[PASSAGE TO READ]:
Commentary

The Wonderful World Of PR: How It All Works

With business acumen that is typical of self-absorbed, high-profile Hollywood stars, Tom Cruise has fired his personal publicist, replacing her with one of the industry's "most respected veterans." Apparently the departed one is taking the fall for Cruise being "brutalized in the press both for his relationship with actress Katie Holmes and his avid advocacy of Scientology, particularly its views concerning psychiatry and medically prescribed drugs," as reported in one story.

While I have done PR for a number of people who consider themselves "rock stars" in their own little niches, it was never my ambition to attach myself to a theatrical star, since they have a tenuous grip on reality at best. By the same token, few media executives have much of a clue how PR works, either.

I can say with some degree of confidence that Tom's former flack did not encourage him to jump up and down on Oprah's sofa, and probably begged him repeatedly to keep his idiotic thoughts about psychiatry and medically prescribed drugs to himself. It reminded me of when I worked (briefly) for Dick Snyder, then chairman of Simon & Schuster and notorious for his cruelty to employees. After one of his legendary short-man-in-a-tall-man's-world outbursts, I told him: "Look, I can work for 18 months to repair your reputation and make it appear to the outside world that you are in fact a human being, but in 30 seconds of childish behavior you can erase all that work."

"You want me to become somebody I'm not," he protested. To which I said: "No shit, you are in fact your own worst enemy, and if you don't change, I can't help you." Needless to say, I was drummed out of the corps at His earliest convenience.

Good reporters do not sit around waiting for e-mailed press releases from PR folks to start their days. They make calls and talk to your competition, who will tell them every dirty little secret about you they can think of. Or better yet, they will talk to one of your current or recent former employees--who thinks you are a horse's ass--to get an unfiltered view of how you make the sausage.

PR is not a tool to kick dust over your mistakes. It is a way to clearly communicate what you are about (and why it might be newsworthy), hopefully without a lot of hyperbolic language that frankly hurts you more than it helps. Can you pull the wool over a reporter's eyes once in a while? Sure, but sooner or later he will find out and spend the rest of his career kicking your butt.

Relations with reporters become adversarial when you lie to them or tell them less than the whole truth (as you know it), or constantly trash your competitors.

[SUPPLIED DATA]:
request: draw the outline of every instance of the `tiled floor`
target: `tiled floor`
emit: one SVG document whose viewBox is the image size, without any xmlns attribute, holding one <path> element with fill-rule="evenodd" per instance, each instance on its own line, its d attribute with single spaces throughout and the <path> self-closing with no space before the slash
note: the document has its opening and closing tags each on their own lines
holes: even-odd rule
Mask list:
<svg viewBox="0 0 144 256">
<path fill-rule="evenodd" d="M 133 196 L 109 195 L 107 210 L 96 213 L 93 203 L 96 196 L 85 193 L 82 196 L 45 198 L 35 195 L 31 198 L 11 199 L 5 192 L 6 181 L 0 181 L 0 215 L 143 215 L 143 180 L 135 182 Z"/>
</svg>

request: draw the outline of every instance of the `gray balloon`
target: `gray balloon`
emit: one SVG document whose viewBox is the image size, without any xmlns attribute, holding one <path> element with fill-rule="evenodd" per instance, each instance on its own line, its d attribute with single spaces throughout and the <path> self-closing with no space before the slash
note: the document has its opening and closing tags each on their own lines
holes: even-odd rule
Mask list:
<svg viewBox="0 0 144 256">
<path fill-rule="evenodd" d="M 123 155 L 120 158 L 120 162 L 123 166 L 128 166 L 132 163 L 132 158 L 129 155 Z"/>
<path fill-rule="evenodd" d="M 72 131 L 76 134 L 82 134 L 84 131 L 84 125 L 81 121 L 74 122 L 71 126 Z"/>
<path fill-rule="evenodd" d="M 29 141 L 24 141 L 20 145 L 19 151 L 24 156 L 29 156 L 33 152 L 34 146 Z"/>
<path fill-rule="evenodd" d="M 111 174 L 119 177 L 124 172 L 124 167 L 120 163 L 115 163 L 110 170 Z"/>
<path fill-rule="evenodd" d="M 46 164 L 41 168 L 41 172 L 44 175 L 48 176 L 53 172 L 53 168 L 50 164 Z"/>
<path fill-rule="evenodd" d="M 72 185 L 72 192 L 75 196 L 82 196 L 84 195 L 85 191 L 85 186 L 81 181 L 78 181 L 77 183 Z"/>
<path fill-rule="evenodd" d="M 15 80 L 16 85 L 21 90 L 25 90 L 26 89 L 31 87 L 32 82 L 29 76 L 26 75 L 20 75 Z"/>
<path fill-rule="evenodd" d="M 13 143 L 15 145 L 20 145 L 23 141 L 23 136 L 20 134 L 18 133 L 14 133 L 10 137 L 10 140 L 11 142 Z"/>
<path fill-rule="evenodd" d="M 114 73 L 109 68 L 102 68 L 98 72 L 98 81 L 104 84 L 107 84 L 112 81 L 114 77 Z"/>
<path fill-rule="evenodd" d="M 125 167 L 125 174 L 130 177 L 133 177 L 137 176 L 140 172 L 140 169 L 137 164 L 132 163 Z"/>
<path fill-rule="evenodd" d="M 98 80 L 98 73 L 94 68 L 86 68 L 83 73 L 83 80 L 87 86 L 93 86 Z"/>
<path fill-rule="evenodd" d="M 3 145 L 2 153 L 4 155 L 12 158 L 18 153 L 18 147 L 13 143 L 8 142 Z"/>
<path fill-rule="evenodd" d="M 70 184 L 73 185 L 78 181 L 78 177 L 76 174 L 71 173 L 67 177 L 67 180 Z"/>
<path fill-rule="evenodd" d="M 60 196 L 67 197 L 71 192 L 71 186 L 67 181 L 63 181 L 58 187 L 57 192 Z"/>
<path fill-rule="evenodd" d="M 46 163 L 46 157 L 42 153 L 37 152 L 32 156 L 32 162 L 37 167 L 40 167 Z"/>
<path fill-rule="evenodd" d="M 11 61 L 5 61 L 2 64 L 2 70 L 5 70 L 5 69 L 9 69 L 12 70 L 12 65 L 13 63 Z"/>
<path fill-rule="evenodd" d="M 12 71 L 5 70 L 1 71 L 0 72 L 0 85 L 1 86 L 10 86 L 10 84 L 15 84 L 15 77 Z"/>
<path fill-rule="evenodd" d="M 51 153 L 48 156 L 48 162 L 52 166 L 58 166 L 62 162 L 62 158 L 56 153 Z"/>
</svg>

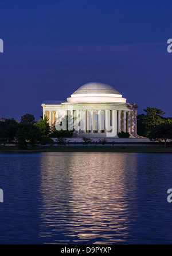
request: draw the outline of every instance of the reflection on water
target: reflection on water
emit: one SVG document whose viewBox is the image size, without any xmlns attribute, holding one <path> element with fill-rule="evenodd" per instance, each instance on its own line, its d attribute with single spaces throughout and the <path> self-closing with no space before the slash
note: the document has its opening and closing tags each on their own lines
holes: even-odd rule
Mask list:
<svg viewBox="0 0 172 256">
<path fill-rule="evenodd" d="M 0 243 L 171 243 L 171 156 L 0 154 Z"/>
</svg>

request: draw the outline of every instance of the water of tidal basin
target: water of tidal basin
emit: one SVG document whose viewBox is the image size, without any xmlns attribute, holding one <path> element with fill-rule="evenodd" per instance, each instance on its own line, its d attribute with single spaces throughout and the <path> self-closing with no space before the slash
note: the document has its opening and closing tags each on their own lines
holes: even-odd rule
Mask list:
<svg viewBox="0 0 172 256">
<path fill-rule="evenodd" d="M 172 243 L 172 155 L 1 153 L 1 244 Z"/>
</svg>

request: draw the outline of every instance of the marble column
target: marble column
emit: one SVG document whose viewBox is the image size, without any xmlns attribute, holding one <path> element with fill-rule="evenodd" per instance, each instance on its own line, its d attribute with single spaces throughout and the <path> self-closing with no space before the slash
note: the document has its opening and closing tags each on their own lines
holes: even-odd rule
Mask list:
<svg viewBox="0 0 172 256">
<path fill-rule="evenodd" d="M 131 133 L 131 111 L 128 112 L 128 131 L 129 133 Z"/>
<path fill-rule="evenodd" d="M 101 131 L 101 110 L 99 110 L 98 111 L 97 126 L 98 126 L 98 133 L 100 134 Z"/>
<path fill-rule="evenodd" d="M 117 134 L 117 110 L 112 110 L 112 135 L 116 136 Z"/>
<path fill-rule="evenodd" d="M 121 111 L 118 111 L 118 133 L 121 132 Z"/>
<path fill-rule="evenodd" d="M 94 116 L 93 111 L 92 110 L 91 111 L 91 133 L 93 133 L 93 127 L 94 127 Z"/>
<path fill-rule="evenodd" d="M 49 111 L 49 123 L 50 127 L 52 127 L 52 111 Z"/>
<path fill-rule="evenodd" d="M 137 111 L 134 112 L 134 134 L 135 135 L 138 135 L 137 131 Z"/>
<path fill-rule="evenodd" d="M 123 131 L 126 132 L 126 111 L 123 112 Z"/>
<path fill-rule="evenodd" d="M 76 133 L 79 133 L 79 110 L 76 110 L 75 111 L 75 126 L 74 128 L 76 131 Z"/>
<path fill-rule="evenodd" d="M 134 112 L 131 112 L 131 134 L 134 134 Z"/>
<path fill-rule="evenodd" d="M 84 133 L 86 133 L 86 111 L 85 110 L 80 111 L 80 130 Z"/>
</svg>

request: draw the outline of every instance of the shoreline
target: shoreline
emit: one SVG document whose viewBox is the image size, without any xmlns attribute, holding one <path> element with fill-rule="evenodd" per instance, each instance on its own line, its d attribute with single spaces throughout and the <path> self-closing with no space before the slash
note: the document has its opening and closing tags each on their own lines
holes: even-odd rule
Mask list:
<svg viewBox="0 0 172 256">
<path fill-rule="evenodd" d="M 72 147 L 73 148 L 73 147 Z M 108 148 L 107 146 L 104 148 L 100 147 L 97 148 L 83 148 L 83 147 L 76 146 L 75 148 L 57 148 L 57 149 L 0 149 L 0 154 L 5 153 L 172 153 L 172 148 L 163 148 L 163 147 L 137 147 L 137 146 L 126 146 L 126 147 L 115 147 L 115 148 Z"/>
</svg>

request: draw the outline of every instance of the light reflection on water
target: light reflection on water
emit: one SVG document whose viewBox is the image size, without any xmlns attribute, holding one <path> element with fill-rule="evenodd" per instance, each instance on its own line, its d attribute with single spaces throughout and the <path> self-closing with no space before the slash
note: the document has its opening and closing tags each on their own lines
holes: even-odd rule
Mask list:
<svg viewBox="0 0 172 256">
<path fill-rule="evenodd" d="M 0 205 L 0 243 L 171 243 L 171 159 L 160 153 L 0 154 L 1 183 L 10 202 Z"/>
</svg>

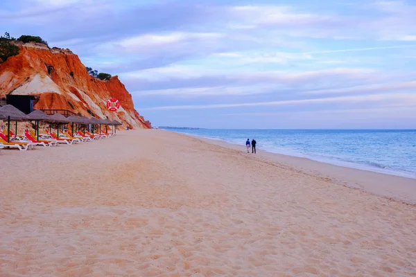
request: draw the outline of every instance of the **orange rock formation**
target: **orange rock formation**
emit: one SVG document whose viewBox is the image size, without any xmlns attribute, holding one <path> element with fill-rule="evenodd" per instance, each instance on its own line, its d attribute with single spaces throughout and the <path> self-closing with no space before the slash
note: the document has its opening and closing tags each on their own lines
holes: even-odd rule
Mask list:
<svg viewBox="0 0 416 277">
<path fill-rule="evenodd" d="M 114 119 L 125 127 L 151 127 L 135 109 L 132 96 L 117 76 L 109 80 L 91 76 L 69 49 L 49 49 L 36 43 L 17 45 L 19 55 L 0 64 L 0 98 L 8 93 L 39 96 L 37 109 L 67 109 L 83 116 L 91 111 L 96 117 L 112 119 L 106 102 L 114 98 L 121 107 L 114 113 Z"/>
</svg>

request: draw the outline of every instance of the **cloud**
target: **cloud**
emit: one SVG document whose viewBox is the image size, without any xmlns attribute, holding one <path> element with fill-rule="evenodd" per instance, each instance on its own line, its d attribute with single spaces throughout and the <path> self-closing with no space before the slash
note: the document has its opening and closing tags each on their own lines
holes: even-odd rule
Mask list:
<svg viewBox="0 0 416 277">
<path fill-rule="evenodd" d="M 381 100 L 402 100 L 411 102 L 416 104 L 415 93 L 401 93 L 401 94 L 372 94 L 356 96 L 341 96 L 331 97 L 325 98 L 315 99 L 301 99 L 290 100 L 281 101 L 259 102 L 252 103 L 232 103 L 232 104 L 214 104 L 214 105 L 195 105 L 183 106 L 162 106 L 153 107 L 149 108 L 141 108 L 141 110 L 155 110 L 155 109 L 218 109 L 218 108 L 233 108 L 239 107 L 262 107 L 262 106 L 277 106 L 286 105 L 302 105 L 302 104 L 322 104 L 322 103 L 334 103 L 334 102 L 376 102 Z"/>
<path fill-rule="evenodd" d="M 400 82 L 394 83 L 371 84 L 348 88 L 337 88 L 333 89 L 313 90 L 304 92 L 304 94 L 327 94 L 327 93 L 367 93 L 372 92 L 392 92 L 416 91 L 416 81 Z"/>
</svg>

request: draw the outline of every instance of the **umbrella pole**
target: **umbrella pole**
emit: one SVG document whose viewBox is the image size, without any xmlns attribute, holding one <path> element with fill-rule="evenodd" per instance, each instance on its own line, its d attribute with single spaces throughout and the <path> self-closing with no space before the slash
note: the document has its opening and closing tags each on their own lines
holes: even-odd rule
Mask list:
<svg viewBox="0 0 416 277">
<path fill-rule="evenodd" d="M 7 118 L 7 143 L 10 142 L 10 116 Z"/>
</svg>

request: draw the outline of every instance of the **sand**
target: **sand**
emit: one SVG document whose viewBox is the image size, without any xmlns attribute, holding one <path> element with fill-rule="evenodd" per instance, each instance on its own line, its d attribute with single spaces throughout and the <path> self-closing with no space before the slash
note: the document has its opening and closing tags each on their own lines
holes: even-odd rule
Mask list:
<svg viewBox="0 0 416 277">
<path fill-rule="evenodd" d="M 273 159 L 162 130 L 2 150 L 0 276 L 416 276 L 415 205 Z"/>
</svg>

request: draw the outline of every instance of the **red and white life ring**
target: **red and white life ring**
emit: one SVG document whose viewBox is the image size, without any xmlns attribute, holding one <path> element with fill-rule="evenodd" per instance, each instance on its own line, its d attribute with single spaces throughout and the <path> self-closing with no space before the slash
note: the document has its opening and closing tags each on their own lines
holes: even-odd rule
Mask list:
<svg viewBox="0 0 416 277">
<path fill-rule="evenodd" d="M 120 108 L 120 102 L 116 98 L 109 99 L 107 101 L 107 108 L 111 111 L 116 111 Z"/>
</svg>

[TASK INSTRUCTIONS]:
(1) Answer these questions from the PR commentary:
(a) Whom did Tom Cruise hire to replace his fired personal publicist?
(b) Which company was Dick Snyder chairman of?
(c) How many months of work did the author say it could take to repair Snyder's reputation?
(2) Print the section of the PR commentary starting with "Relations with reporters" and going on through "trash your competitors.".

[RESPONSES BY ITEM NUMBER]:
(1)
(a) One of the industry's "most respected veterans."
(b) Simon & Schuster.
(c) 18 months.

(2)
Relations with reporters become adversarial when you lie to them or tell them less than the whole truth (as you know it), or constantly trash your competitors.